_YOUR ASSIGNMENT:_
The lines to find are those in the entries that hold the word "dark"; copy every one of them.

Region pointing data:
··········

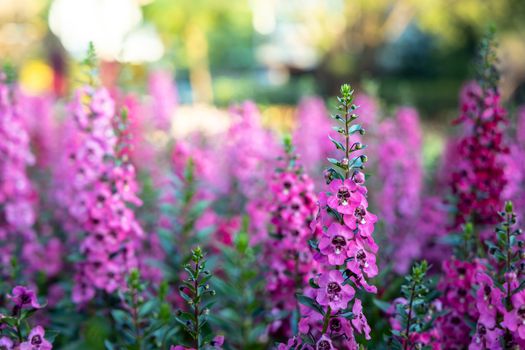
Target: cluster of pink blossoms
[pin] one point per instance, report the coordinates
(515, 167)
(480, 178)
(251, 151)
(10, 337)
(456, 286)
(345, 250)
(400, 200)
(100, 187)
(499, 296)
(17, 196)
(313, 124)
(292, 206)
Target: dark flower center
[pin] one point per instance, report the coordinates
(334, 288)
(455, 320)
(343, 195)
(521, 312)
(338, 242)
(25, 299)
(482, 330)
(335, 325)
(360, 213)
(36, 340)
(324, 345)
(361, 257)
(487, 290)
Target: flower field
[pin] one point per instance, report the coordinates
(120, 231)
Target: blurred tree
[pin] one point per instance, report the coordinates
(203, 34)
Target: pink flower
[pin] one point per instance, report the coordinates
(24, 298)
(6, 343)
(36, 340)
(345, 196)
(324, 343)
(359, 319)
(488, 300)
(334, 244)
(332, 292)
(362, 262)
(514, 320)
(486, 338)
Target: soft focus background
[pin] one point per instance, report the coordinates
(222, 51)
(183, 69)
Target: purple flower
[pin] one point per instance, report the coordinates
(6, 344)
(359, 321)
(334, 244)
(324, 343)
(36, 340)
(514, 320)
(24, 298)
(345, 196)
(332, 292)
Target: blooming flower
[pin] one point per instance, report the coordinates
(346, 196)
(24, 297)
(6, 343)
(333, 292)
(359, 319)
(514, 320)
(334, 244)
(36, 340)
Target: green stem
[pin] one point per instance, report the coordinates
(326, 319)
(409, 318)
(347, 142)
(196, 309)
(136, 323)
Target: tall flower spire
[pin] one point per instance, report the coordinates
(331, 312)
(17, 213)
(99, 186)
(292, 207)
(479, 177)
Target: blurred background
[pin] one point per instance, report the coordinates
(274, 52)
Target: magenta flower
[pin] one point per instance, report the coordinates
(24, 298)
(36, 340)
(486, 338)
(362, 262)
(333, 292)
(359, 319)
(334, 244)
(6, 343)
(514, 320)
(345, 196)
(324, 343)
(488, 300)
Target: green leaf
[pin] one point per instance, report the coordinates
(337, 144)
(356, 128)
(309, 302)
(382, 305)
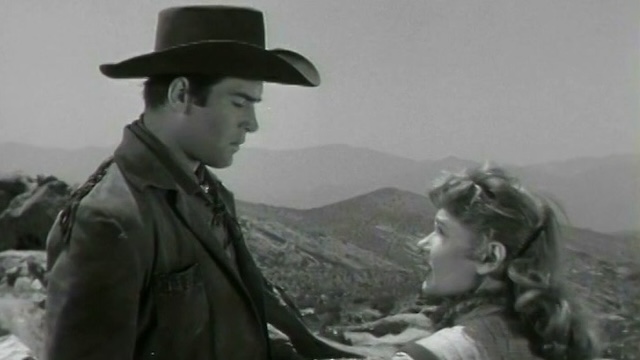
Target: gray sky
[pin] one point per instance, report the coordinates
(515, 81)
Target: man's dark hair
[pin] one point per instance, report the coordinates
(155, 88)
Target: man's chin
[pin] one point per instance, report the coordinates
(221, 164)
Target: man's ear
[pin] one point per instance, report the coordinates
(494, 256)
(178, 97)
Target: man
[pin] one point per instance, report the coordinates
(148, 261)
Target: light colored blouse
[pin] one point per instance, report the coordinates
(485, 334)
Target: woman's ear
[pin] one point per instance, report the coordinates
(495, 255)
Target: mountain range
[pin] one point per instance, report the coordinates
(601, 194)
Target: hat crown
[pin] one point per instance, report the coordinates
(184, 25)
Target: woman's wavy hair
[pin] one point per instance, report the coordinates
(498, 208)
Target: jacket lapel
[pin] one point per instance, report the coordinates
(193, 215)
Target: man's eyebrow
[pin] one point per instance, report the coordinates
(440, 223)
(246, 96)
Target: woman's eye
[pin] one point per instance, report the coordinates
(239, 102)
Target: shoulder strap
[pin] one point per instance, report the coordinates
(67, 215)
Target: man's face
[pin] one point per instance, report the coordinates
(213, 132)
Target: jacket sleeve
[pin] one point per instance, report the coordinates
(93, 290)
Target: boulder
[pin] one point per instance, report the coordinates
(11, 348)
(26, 221)
(12, 186)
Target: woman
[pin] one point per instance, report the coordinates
(494, 261)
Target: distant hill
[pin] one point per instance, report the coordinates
(602, 194)
(388, 222)
(604, 269)
(70, 165)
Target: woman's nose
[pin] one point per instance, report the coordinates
(425, 243)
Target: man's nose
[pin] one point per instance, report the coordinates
(251, 123)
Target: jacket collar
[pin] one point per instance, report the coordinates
(142, 165)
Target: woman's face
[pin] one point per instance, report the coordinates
(448, 249)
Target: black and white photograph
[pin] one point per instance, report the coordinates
(319, 180)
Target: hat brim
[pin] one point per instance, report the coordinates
(227, 58)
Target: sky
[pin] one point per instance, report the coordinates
(515, 81)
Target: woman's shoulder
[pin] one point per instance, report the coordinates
(447, 344)
(488, 335)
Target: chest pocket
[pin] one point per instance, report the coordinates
(182, 314)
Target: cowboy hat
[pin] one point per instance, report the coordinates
(215, 40)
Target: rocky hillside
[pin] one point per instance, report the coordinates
(350, 268)
(603, 269)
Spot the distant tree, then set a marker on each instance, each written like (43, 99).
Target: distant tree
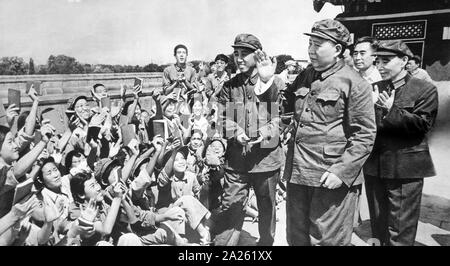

··········

_OUTPUT OF THE EXERCISE:_
Target: dark flower center
Target: man's dark hair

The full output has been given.